GIVEN TEXT
────────
The following article shares highlights and insights from one of our Expert Series events, which are exclusive for Young Scholars and their parents.
Author: Joanna Lee Haase, Ph.D., MFT
Gifted children are challenging to parent in many ways. The more gifted the child, the more often it seems the more the parent is frustrated with the discrepancy of someone able to do school several levels above age level but unable to remember to take their finished work to school.
HG/PG children will often engage in high level discussions on a wide variety of topics one minute and the next minute be melting down because of damaged Lego piece or playground disappointment. Educators may call a conference because the child appears to only pay attention to preferred subjects and not the others and frame this behavior as a character flaw that needs to be fixed, rather than a developmental arc where things will come together at the end as a result of brain development, good parenting and experience. Parents and children will often become frustrated with these challenges, with the result being stress, anxiety and the child may experience significant anxiety, self-doubt, and crippling perfectionism.
────────
SET OF TASKS
a) According to the article on parenting gifted children, how may educators frame a child's habit of attending only to preferred subjects?
b) Rewrite the passage of the article on parenting gifted children between "Author: Joanna Lee" and "work to school.", inclusive, replacing "school" with "class".

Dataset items
────────
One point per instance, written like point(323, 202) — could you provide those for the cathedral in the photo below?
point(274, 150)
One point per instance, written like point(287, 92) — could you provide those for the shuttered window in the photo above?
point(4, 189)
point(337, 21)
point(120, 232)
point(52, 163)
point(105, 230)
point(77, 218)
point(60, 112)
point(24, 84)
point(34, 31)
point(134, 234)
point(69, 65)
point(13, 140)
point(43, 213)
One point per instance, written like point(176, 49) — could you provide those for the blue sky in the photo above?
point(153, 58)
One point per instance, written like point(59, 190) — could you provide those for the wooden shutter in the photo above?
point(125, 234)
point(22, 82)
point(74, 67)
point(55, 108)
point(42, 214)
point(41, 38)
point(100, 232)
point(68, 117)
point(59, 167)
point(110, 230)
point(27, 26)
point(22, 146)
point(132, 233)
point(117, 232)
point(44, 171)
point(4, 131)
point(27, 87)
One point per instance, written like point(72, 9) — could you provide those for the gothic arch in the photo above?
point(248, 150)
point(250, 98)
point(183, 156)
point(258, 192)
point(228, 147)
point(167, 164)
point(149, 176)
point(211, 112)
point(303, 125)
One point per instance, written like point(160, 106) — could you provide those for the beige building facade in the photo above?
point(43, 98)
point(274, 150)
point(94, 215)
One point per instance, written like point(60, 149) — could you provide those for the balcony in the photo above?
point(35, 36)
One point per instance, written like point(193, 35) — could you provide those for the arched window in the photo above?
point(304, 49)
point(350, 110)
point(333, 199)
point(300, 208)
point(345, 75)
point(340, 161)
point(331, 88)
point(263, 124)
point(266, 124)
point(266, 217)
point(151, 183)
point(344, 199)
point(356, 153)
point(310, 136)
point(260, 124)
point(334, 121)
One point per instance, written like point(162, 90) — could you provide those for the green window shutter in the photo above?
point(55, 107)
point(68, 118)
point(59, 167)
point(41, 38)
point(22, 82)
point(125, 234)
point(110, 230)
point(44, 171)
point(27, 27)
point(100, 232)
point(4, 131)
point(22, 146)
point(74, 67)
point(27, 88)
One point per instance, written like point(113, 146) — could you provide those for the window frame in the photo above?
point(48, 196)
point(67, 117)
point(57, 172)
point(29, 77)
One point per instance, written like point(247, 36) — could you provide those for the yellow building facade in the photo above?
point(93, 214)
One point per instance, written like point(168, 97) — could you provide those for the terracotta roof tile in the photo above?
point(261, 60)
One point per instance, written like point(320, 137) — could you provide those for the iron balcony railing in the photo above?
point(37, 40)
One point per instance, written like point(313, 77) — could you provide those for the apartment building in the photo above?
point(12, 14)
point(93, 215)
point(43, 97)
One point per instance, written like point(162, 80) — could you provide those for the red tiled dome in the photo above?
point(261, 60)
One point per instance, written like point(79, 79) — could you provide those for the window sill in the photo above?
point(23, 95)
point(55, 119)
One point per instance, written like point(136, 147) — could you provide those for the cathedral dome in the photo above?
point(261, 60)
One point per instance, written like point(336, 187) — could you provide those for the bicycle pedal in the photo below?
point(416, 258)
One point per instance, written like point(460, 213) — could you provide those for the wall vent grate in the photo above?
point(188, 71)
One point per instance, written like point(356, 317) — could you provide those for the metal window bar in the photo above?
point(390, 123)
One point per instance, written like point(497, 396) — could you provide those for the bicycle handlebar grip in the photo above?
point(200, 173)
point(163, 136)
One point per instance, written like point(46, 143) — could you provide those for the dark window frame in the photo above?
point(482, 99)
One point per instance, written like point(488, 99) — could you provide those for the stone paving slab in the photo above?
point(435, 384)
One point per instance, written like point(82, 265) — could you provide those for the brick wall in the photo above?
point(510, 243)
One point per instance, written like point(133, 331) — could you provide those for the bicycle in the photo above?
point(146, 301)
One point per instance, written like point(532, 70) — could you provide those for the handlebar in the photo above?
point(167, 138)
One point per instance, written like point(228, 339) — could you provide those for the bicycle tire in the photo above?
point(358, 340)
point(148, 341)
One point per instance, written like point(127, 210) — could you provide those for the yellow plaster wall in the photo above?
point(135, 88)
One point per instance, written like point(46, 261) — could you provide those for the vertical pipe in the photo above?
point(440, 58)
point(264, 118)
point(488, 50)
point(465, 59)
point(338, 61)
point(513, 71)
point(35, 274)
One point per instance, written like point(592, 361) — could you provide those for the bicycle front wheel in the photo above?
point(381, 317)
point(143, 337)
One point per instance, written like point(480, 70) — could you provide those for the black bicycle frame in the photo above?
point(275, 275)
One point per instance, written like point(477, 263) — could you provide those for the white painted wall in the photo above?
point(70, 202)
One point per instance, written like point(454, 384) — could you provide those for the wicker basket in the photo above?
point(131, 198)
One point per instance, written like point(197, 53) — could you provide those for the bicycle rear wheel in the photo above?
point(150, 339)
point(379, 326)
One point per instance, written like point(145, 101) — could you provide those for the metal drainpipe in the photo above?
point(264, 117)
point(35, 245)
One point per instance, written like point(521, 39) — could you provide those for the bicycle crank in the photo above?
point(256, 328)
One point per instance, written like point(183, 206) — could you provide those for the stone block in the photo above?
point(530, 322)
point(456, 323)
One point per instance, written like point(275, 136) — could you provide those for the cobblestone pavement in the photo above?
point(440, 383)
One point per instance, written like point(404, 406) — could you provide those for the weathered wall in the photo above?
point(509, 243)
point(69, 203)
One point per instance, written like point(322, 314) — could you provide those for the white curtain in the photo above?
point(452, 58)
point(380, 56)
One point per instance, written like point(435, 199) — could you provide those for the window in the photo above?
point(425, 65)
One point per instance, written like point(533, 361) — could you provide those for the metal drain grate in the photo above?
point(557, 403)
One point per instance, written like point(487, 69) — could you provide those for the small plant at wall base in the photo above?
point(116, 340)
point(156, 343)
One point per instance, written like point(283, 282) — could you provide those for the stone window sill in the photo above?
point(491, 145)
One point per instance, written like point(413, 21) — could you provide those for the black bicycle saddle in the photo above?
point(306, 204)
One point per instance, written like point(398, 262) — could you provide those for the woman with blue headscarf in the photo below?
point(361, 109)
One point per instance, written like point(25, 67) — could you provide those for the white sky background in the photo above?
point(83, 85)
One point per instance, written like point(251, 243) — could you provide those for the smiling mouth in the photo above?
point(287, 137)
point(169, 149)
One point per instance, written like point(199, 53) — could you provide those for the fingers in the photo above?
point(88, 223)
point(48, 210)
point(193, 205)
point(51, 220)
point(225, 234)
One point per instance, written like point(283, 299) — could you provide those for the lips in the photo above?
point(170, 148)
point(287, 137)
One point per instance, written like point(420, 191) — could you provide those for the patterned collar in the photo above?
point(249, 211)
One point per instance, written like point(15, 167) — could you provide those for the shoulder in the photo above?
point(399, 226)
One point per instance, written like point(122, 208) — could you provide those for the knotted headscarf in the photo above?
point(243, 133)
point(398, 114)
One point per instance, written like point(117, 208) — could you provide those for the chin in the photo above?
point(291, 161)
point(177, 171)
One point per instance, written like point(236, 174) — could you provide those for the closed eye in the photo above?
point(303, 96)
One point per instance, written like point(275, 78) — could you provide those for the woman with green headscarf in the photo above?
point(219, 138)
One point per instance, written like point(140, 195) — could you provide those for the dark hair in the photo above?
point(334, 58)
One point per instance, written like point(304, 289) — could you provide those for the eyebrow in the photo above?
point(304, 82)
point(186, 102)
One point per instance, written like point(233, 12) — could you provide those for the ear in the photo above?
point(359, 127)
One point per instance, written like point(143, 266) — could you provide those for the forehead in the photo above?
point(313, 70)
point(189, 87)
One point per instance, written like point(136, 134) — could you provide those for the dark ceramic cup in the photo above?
────────
EXERCISE RESPONSES
a) As a character flaw that needs to be fixed.

b)
Author: Joanna Lee Haase, Ph.D., MFT
Gifted children are challenging to parent in many ways. The more gifted the child, the more often it seems the more the parent is frustrated with the discrepancy of someone able to do class several levels above age level but unable to remember to take their finished work to class.